_Task statement_: Update the data from the line containing "Instruction for labeler: the class to annotate is small" through the line containing "363, 322, 379, 336", both included, by changing "yellow blemish" to "yellow speck" and leaving everything else as it is. Reproduce only those lines.

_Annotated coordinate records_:
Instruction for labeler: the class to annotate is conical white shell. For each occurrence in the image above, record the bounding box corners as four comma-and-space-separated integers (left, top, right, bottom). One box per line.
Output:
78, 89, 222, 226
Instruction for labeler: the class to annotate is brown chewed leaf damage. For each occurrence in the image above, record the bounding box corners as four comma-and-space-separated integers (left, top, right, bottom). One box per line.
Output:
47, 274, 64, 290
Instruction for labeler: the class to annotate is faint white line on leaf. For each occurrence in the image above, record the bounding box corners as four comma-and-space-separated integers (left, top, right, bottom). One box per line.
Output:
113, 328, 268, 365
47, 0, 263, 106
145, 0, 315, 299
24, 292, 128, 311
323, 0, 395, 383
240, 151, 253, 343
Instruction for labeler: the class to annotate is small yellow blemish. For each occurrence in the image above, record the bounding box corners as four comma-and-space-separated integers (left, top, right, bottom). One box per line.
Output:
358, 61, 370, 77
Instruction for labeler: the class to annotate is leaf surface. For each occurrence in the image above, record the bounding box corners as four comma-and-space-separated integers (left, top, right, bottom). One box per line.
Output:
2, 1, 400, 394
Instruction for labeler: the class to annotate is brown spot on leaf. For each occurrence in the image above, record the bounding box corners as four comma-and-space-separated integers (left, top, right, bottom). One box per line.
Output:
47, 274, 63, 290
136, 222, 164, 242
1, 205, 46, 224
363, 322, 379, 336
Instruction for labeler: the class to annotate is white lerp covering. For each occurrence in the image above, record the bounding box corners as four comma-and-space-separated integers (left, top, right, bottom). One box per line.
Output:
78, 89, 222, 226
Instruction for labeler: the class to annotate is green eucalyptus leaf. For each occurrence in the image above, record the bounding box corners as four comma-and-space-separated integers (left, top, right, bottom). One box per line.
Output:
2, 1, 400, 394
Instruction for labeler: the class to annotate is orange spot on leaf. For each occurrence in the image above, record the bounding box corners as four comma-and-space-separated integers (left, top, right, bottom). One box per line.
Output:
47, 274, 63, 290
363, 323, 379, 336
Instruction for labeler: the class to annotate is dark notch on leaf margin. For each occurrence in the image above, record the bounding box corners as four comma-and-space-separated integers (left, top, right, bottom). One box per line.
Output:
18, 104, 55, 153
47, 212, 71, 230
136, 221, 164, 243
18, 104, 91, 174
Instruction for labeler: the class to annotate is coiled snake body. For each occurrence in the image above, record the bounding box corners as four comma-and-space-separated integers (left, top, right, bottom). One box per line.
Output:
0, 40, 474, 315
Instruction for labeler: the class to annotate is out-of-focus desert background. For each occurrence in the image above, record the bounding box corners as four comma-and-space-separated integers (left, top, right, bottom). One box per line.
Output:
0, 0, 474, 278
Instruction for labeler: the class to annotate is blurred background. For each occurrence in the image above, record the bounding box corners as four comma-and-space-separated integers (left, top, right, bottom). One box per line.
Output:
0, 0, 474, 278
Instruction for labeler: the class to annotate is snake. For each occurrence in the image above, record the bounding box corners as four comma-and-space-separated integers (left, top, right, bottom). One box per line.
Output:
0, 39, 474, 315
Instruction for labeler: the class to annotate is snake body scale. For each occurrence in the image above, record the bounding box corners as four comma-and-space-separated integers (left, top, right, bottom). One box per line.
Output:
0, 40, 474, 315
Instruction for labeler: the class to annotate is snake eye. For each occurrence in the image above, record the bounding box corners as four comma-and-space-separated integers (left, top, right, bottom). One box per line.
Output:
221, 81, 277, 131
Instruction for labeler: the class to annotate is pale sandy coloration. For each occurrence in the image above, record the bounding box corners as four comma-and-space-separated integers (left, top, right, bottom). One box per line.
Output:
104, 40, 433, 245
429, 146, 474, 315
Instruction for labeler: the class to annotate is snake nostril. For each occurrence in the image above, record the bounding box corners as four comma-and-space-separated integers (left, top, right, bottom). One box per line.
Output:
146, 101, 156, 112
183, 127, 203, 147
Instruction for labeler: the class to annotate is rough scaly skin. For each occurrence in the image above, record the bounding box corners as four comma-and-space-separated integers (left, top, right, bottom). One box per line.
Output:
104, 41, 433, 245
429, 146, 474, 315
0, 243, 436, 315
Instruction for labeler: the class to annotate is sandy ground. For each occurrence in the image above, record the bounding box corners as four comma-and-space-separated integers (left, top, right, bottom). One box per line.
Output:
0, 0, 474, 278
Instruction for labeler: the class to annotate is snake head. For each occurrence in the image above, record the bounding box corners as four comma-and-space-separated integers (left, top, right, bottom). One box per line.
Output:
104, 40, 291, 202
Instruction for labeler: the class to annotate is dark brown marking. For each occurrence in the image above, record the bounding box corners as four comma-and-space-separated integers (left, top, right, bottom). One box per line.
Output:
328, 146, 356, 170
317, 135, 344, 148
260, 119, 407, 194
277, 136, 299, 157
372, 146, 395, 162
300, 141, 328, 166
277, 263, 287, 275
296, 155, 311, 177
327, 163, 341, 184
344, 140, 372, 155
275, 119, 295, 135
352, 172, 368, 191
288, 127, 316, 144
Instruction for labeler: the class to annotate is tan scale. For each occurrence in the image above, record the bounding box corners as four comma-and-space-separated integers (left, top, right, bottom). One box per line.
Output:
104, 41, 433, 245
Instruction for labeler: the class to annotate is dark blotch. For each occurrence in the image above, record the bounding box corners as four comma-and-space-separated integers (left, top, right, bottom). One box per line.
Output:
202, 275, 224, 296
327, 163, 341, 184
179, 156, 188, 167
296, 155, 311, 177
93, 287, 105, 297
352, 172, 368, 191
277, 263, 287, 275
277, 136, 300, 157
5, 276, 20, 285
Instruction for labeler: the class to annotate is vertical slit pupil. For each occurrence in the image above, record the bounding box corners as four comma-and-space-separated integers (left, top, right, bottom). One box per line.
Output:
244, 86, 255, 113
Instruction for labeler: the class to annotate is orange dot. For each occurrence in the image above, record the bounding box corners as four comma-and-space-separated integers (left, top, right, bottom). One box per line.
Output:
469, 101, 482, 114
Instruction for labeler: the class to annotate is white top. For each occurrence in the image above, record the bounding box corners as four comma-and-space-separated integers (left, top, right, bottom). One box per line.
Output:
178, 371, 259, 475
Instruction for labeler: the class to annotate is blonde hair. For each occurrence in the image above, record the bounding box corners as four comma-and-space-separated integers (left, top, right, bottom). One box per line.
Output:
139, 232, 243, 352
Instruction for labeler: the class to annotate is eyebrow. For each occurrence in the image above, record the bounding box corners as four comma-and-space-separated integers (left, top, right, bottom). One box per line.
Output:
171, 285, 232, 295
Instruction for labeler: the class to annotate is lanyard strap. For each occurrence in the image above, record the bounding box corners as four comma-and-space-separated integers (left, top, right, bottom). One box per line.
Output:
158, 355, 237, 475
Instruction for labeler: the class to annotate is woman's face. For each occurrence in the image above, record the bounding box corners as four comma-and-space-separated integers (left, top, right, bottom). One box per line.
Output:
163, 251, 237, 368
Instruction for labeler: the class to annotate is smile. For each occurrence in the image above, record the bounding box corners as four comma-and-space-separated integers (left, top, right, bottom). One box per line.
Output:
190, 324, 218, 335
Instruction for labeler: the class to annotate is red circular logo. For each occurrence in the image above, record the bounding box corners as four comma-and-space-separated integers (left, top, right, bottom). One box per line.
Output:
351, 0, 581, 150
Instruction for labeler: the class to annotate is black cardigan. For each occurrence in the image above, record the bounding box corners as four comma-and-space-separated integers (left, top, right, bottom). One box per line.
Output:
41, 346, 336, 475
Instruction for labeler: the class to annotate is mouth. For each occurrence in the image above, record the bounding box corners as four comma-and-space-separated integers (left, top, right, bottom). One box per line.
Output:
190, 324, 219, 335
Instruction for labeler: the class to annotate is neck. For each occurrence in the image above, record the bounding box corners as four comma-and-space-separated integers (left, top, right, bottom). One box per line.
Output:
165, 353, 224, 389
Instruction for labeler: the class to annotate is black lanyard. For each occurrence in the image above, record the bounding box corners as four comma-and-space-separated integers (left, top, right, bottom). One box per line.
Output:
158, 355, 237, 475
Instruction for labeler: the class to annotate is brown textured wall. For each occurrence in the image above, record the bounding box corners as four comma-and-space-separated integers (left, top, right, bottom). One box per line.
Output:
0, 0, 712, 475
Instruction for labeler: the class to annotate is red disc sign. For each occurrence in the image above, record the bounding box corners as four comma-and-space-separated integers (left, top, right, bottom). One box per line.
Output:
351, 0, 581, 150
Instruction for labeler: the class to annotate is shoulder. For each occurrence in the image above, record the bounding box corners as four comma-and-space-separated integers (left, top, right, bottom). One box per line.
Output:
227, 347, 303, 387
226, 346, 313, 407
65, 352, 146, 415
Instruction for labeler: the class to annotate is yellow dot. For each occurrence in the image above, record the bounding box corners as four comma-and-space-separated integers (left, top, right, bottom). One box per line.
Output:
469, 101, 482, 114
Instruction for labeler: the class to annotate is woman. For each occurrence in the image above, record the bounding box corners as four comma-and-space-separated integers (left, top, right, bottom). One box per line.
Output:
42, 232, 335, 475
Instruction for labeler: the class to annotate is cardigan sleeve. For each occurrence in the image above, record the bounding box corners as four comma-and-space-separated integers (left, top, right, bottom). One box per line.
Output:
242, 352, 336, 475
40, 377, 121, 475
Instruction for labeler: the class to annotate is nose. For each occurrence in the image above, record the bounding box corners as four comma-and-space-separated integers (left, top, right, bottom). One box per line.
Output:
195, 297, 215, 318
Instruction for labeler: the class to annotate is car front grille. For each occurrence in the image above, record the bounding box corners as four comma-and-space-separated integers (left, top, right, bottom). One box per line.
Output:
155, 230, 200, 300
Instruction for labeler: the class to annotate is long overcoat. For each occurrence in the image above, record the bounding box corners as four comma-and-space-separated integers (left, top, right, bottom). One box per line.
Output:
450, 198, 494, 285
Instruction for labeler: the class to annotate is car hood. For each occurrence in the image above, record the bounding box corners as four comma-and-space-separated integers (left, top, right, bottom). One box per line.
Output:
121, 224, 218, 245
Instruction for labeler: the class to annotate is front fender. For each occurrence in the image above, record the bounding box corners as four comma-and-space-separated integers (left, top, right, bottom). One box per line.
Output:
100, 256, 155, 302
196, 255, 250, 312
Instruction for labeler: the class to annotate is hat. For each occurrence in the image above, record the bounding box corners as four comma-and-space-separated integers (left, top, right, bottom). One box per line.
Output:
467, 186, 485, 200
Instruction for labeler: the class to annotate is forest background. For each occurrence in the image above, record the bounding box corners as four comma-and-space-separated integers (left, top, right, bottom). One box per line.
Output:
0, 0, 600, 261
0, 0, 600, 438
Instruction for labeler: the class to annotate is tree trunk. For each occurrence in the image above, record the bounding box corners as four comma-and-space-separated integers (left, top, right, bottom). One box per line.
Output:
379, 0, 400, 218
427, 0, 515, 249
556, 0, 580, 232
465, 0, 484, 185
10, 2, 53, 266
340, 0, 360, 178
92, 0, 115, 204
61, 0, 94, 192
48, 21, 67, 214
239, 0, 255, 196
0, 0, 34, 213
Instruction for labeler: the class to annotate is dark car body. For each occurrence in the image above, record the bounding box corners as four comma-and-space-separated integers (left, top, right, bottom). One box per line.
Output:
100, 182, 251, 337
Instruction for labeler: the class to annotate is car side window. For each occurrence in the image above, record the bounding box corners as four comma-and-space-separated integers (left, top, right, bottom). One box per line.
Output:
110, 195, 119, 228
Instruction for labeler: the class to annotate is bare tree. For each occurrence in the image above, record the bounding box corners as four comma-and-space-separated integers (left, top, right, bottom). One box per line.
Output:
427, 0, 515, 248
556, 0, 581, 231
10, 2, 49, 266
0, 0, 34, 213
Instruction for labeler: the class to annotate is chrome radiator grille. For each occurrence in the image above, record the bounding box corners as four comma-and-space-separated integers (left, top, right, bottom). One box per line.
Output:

_Result_:
Instruction for labeler: the class to annotate is small yellow speck. For each occurrence in the image above, record the bounding box corners as four comma-and-space-separated integers (left, top, right, bottom). One box per line.
Output:
358, 61, 370, 77
Instruction for labeler: the class to annotate is leaf surface. For each occurrence in the image above, record the bounding box corners as four comma-and-space-separated integers (left, top, right, bottom). One box per line.
Output:
2, 1, 400, 394
Instruction for labeler: the class to annotate is brown spot on leaf. For each occurrence in the image above, record the bounding box corners as four comma-and-space-separated integers (left, top, right, bottom). One box per line.
Output:
47, 274, 63, 290
136, 222, 164, 242
1, 205, 46, 224
363, 322, 379, 336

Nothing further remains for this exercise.